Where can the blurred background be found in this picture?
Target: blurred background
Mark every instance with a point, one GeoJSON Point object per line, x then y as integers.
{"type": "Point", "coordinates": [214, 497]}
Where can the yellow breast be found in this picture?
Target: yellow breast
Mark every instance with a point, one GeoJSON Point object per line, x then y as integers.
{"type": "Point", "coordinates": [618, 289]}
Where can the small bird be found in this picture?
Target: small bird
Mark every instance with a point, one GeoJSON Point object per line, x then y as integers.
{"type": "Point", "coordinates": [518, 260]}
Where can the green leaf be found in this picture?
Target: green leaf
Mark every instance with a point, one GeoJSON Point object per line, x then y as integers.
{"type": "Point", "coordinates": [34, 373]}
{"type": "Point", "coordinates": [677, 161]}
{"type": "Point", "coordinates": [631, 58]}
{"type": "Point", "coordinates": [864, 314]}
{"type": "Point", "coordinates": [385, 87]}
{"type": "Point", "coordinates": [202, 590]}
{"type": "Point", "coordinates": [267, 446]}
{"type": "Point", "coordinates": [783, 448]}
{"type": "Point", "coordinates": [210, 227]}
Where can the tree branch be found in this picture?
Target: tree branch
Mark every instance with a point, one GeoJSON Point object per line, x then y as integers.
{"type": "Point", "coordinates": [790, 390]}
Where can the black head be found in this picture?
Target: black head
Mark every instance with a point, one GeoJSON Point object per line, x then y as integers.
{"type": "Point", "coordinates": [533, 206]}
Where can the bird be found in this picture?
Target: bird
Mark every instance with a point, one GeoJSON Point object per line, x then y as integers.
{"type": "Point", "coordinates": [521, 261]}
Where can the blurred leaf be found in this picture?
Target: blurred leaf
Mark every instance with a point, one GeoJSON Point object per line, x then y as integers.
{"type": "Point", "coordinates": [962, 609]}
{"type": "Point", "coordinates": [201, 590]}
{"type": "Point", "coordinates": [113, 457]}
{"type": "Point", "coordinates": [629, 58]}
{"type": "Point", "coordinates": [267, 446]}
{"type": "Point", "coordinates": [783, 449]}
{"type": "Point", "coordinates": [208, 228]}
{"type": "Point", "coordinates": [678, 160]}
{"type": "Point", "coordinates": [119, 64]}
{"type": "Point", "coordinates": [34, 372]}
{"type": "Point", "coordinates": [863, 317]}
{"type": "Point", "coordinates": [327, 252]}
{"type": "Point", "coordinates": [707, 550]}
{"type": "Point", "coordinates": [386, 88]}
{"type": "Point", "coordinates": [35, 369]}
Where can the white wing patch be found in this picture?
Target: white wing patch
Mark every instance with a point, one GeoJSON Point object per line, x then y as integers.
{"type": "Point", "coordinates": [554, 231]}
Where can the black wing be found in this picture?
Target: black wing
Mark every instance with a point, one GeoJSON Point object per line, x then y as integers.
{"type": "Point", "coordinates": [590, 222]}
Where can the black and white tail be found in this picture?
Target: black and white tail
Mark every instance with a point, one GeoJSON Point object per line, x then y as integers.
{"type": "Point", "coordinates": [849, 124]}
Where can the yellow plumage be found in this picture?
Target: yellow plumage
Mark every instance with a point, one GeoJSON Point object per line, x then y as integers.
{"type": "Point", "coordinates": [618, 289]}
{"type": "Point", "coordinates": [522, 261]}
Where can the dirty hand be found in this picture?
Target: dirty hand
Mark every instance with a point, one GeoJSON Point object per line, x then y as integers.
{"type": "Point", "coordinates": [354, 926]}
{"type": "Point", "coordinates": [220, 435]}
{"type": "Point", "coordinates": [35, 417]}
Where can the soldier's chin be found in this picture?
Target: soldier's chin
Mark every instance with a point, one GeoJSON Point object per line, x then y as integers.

┄┄┄┄┄┄

**Instructions to follow**
Extract the full listing above without alteration.

**The response**
Where can the blurred background be found in this picture?
Target: blurred background
Mark every instance with a point, one GeoJSON Point object per line, x then y as integers.
{"type": "Point", "coordinates": [214, 497]}
Where can the yellow breast be found in this picture?
Target: yellow breast
Mark every instance with a point, one GeoJSON Point object per line, x then y as integers.
{"type": "Point", "coordinates": [618, 289]}
Where can the small bird be found in this picture?
Target: small bird
Mark every instance with a point, one GeoJSON Point object per line, x then y as integers.
{"type": "Point", "coordinates": [518, 260]}
Where can the green leaf be found in this picture?
Target: green leaf
Mark every instance with a point, one GeoJSON Point object per line, x then y as integers.
{"type": "Point", "coordinates": [34, 373]}
{"type": "Point", "coordinates": [677, 161]}
{"type": "Point", "coordinates": [631, 58]}
{"type": "Point", "coordinates": [864, 314]}
{"type": "Point", "coordinates": [385, 87]}
{"type": "Point", "coordinates": [202, 590]}
{"type": "Point", "coordinates": [267, 446]}
{"type": "Point", "coordinates": [783, 448]}
{"type": "Point", "coordinates": [210, 227]}
Where can the tree branch be found in this picture?
Target: tree branch
Mark every instance with a point, one GeoJSON Point object per line, x then y as integers.
{"type": "Point", "coordinates": [790, 390]}
Where can the black head be found in this picture?
Target: black head
Mark every instance with a point, one GeoJSON Point object per line, x then y as integers.
{"type": "Point", "coordinates": [533, 206]}
Where can the bird be found in this picture?
Target: bird
Mark every instance with a point, one GeoJSON Point object per line, x then y as integers.
{"type": "Point", "coordinates": [521, 261]}
Where can the blurred leaf be found in this picture?
Target: blurred leaf
Mark every instance with a point, one GeoJSON Point object per line, x then y as integers.
{"type": "Point", "coordinates": [962, 609]}
{"type": "Point", "coordinates": [201, 590]}
{"type": "Point", "coordinates": [113, 457]}
{"type": "Point", "coordinates": [629, 58]}
{"type": "Point", "coordinates": [267, 446]}
{"type": "Point", "coordinates": [783, 449]}
{"type": "Point", "coordinates": [208, 228]}
{"type": "Point", "coordinates": [678, 160]}
{"type": "Point", "coordinates": [119, 64]}
{"type": "Point", "coordinates": [34, 372]}
{"type": "Point", "coordinates": [863, 317]}
{"type": "Point", "coordinates": [327, 252]}
{"type": "Point", "coordinates": [707, 550]}
{"type": "Point", "coordinates": [386, 88]}
{"type": "Point", "coordinates": [35, 369]}
Where can the white wing patch be found in this picture?
Target: white wing patch
Mark every instance with a point, one GeoJSON Point object per line, x then y as integers.
{"type": "Point", "coordinates": [554, 231]}
Where can the black wing be found in this picture?
Target: black wing
Mark every instance with a point, one GeoJSON Point object per line, x then y as integers.
{"type": "Point", "coordinates": [590, 222]}
Where can the black and white tail be found in this picture?
Target: black and white tail
Mark every instance with a point, one GeoJSON Point object per line, x then y as integers.
{"type": "Point", "coordinates": [849, 124]}
Where can the yellow plumage be found in this picture?
Target: yellow plumage
Mark every instance with a point, one GeoJSON Point object per line, x then y as integers.
{"type": "Point", "coordinates": [618, 289]}
{"type": "Point", "coordinates": [522, 261]}
Where can the dirty hand be found in this picture?
Target: dirty hand
Mark every instance with a point, one GeoJSON Point object per line, x then y as integers.
{"type": "Point", "coordinates": [354, 926]}
{"type": "Point", "coordinates": [220, 435]}
{"type": "Point", "coordinates": [35, 417]}
Where can the soldier's chin be found in this picture?
Target: soldier's chin
Mark every instance with a point, one GeoJSON Point object per line, x then y as integers.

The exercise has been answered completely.